* _Task to carry out_
Copy every line from the one containing "Please annotate the man's mouth" through the last line of the records below, both included, and nothing else.
>> start Exercise input
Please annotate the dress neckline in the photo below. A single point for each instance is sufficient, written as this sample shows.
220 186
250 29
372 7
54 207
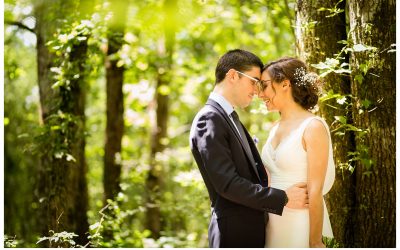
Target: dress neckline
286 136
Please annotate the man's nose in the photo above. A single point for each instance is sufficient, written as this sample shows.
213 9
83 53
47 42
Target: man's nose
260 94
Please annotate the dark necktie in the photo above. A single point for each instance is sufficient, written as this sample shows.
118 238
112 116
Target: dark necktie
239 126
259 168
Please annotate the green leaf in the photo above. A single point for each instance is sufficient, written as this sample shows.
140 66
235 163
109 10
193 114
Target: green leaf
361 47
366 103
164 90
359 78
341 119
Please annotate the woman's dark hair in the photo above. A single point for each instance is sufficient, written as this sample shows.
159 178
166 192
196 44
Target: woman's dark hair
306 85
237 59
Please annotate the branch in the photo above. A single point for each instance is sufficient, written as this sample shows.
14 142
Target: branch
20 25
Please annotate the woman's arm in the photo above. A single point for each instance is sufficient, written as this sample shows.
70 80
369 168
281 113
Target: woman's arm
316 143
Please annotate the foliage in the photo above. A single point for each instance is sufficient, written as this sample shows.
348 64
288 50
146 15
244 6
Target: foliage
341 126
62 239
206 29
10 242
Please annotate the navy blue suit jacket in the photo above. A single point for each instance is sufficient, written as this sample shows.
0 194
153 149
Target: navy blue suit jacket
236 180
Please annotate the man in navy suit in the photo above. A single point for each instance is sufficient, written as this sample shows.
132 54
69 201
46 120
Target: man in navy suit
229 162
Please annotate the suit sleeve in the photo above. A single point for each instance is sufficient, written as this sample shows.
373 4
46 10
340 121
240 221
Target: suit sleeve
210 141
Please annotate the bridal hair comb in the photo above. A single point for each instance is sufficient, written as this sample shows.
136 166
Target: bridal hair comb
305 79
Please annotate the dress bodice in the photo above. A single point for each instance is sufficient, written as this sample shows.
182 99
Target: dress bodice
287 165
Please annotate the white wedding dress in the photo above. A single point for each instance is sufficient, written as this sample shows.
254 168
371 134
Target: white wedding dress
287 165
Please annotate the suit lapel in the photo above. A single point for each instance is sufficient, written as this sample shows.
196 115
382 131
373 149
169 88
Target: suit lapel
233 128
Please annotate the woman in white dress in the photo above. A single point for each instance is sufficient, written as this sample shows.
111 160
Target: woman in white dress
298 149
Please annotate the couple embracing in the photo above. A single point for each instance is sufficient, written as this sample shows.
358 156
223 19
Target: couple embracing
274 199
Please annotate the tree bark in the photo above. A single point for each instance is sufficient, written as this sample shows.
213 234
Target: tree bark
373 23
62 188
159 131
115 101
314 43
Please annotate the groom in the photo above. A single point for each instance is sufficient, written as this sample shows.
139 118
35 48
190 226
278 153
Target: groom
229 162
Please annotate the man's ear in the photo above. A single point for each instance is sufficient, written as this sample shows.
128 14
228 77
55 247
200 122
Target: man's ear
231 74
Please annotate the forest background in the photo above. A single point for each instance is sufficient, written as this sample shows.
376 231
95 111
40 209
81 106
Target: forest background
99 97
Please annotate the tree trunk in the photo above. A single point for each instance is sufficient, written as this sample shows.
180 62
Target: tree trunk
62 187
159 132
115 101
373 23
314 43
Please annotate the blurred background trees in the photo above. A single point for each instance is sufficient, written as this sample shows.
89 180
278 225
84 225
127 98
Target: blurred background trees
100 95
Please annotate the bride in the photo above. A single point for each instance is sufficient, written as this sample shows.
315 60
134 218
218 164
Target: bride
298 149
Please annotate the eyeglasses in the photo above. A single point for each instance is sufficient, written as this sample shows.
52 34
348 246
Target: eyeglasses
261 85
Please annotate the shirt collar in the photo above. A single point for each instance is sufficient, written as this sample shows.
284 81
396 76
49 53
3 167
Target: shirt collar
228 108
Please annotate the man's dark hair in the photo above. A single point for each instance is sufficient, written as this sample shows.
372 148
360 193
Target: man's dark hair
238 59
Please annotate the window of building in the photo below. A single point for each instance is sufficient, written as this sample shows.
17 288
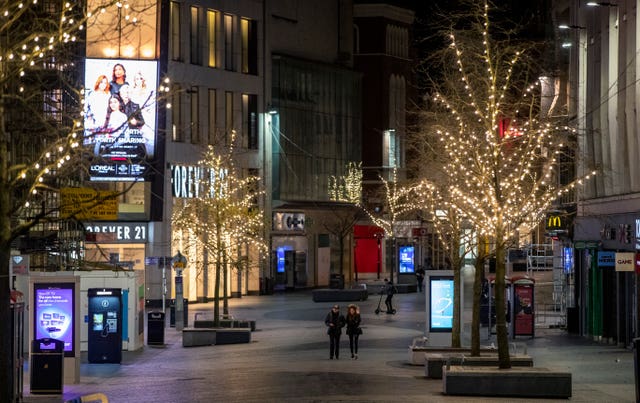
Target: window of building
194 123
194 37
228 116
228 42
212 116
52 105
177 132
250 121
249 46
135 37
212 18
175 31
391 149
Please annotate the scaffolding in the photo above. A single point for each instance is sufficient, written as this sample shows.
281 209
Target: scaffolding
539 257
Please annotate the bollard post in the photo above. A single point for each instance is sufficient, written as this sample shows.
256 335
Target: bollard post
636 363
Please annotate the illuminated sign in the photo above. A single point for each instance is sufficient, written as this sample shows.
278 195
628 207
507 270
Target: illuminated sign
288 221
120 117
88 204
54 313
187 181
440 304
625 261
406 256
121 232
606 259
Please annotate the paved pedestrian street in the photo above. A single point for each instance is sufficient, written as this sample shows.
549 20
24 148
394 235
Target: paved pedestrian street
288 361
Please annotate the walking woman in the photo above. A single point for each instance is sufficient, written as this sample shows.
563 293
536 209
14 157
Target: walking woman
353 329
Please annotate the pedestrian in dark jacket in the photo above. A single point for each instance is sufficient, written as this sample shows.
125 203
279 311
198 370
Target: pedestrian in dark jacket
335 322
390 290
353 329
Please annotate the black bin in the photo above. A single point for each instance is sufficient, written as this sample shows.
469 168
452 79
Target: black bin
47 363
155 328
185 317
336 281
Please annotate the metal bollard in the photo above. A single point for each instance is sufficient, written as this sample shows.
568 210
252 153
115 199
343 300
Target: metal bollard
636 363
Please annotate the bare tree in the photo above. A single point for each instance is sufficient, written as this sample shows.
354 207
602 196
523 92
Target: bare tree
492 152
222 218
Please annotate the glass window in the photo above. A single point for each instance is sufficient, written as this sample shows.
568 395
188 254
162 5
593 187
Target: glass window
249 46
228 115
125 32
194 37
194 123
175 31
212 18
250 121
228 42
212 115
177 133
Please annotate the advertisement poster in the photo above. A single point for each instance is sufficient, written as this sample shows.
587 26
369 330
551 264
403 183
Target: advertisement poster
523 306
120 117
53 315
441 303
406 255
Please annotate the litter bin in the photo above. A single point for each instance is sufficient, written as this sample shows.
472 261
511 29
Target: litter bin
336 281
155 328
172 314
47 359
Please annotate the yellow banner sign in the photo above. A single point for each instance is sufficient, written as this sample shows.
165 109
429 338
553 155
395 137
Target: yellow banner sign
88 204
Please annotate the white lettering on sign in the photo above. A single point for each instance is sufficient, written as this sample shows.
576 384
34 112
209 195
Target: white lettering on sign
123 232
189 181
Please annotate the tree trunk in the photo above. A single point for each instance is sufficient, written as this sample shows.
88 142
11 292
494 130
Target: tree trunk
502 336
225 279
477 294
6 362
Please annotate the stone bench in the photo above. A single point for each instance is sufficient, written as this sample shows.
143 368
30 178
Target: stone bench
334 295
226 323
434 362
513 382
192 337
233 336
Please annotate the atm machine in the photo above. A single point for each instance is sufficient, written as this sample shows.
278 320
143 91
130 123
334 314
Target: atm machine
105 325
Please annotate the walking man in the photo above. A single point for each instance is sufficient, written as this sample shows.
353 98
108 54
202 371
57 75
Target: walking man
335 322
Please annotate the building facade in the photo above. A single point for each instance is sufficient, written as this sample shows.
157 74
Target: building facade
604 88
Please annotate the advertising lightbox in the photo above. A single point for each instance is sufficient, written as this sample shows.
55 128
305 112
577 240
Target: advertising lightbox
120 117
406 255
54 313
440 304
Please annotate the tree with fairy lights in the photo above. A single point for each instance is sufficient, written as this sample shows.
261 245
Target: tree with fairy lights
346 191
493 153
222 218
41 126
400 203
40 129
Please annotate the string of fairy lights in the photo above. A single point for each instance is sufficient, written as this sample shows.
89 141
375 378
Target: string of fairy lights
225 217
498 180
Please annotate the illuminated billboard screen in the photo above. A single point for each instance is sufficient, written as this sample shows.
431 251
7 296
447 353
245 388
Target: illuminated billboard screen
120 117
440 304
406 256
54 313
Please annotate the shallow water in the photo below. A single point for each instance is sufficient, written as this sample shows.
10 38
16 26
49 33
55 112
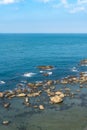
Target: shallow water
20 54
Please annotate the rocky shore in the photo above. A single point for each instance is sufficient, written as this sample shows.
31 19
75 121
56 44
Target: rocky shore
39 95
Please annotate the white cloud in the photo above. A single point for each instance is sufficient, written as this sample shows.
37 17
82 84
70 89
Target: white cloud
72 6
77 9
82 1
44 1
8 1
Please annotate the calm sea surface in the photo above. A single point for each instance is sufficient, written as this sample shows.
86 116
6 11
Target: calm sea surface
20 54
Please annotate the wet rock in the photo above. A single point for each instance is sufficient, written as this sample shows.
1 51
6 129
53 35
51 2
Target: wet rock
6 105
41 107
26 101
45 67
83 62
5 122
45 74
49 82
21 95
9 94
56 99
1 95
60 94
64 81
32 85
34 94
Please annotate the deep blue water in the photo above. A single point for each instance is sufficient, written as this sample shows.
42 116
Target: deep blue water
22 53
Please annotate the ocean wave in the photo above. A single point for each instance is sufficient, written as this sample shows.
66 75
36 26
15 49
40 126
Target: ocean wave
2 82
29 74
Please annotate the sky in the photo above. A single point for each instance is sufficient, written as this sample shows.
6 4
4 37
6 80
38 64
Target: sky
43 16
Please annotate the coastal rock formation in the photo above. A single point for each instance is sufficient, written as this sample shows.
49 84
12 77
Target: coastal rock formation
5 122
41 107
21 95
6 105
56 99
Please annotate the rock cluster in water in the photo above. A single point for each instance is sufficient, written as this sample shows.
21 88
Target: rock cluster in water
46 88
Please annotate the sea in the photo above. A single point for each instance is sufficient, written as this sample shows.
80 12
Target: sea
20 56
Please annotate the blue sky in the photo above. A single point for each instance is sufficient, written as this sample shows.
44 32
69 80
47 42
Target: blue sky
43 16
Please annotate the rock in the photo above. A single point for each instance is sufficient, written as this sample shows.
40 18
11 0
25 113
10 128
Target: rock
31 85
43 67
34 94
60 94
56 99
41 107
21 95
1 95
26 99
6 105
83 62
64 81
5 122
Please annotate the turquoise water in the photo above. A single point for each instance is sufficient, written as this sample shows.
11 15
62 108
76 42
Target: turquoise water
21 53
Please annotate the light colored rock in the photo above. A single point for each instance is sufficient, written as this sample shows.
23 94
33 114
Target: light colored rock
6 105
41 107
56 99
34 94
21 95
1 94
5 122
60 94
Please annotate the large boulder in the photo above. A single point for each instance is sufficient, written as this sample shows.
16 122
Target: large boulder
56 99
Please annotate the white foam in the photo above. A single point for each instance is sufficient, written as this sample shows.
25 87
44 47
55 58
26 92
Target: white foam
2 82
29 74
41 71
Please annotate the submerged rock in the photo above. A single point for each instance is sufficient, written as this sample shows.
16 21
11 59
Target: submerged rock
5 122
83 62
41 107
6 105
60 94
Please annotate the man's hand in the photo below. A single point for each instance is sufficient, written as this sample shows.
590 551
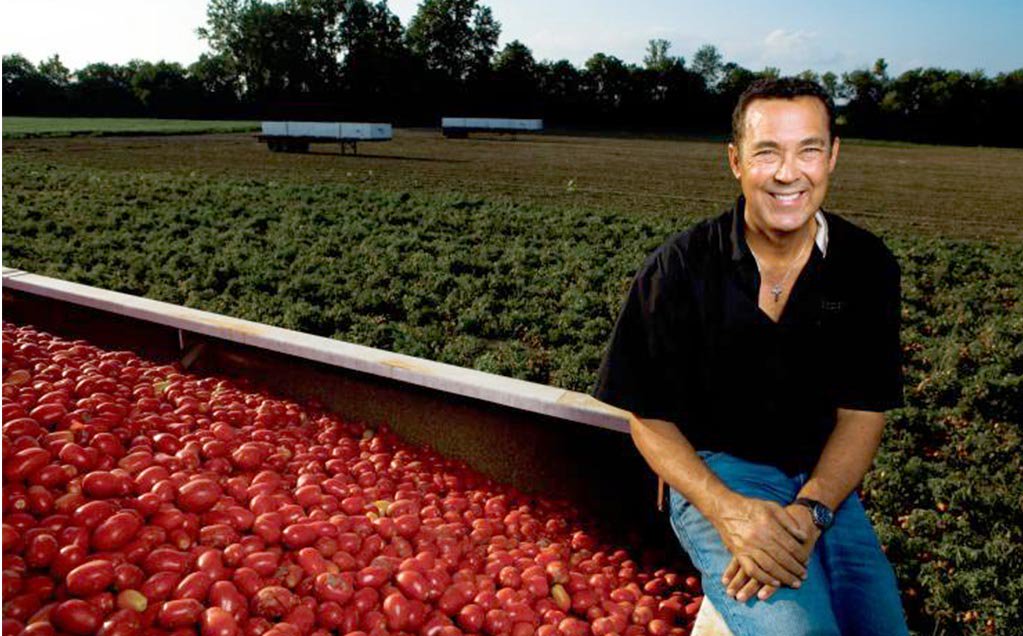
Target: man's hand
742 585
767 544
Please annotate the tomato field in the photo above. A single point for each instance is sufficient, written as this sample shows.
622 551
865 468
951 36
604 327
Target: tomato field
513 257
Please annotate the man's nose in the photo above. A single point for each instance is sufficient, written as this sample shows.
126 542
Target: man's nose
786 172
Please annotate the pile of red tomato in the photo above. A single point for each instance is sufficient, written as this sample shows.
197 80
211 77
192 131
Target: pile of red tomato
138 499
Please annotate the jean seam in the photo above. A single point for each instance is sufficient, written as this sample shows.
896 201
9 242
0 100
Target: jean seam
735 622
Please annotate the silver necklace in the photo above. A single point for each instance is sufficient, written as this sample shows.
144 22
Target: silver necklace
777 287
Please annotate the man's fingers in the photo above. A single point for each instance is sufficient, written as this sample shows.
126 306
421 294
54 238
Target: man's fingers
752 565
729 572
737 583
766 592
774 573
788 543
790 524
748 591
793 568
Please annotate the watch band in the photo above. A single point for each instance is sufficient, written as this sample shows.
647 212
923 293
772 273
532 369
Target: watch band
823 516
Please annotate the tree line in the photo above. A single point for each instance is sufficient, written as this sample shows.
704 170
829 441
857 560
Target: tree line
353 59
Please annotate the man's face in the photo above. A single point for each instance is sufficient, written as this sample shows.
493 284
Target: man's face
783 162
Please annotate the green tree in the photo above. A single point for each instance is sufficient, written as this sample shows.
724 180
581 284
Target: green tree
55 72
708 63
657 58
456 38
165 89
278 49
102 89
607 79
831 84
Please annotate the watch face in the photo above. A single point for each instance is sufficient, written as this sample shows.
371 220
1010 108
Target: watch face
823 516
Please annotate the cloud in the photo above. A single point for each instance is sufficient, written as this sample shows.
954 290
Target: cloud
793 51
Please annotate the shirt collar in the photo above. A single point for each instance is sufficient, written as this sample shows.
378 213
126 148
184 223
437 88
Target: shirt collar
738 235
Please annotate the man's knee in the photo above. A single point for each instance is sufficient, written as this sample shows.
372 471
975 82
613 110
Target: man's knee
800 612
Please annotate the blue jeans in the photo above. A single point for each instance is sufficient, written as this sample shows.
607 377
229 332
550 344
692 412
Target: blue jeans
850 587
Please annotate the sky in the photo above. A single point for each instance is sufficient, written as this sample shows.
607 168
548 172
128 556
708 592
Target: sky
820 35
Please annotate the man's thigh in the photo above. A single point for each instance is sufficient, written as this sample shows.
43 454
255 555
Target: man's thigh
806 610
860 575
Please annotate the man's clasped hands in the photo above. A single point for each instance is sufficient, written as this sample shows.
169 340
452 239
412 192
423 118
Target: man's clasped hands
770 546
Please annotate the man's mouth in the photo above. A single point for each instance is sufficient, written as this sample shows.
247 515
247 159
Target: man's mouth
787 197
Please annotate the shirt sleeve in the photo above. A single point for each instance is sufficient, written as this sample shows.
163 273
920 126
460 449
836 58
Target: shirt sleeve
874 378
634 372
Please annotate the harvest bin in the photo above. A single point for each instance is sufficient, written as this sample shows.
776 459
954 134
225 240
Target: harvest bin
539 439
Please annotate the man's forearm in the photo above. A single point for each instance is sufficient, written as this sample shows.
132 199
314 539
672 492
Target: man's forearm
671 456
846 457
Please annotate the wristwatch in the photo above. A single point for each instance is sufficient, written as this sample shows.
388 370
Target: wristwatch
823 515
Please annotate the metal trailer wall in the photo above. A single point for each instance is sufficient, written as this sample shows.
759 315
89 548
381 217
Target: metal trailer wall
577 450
>> end Exercise input
* _Exercise output_
Please annotate the man's mouth in the photo above. A single point for each instance is sufficient, written as this sample shows.
247 515
247 159
Target: man's mouth
787 197
Please annotate the shirt sleeve in the photo above. A single point for each instance is sufficient, written as this sample shows.
163 273
920 126
460 449
836 58
Target: shirt sleeve
874 378
634 372
Please annotate the harvest bin in the photo above. A single point for each instance is sufficient, written as this sample shows.
776 459
954 134
225 240
Target: harvest bin
539 439
Please annotate the man's forearm in the photo above. A single point for each instance is sufficient, written as this sample shows.
132 199
314 539
672 492
Target: man's forearm
671 456
846 457
Please annotate the wristwatch in the photo above. A single point for each instance is sufficient, written as this sample shows.
388 370
Target: wristwatch
823 515
Please annotate the metal trailer wall in the photo above. A single point for each instance is sufficient, written as this sample shows.
759 315
89 548
381 217
Target: metal trailer wall
577 450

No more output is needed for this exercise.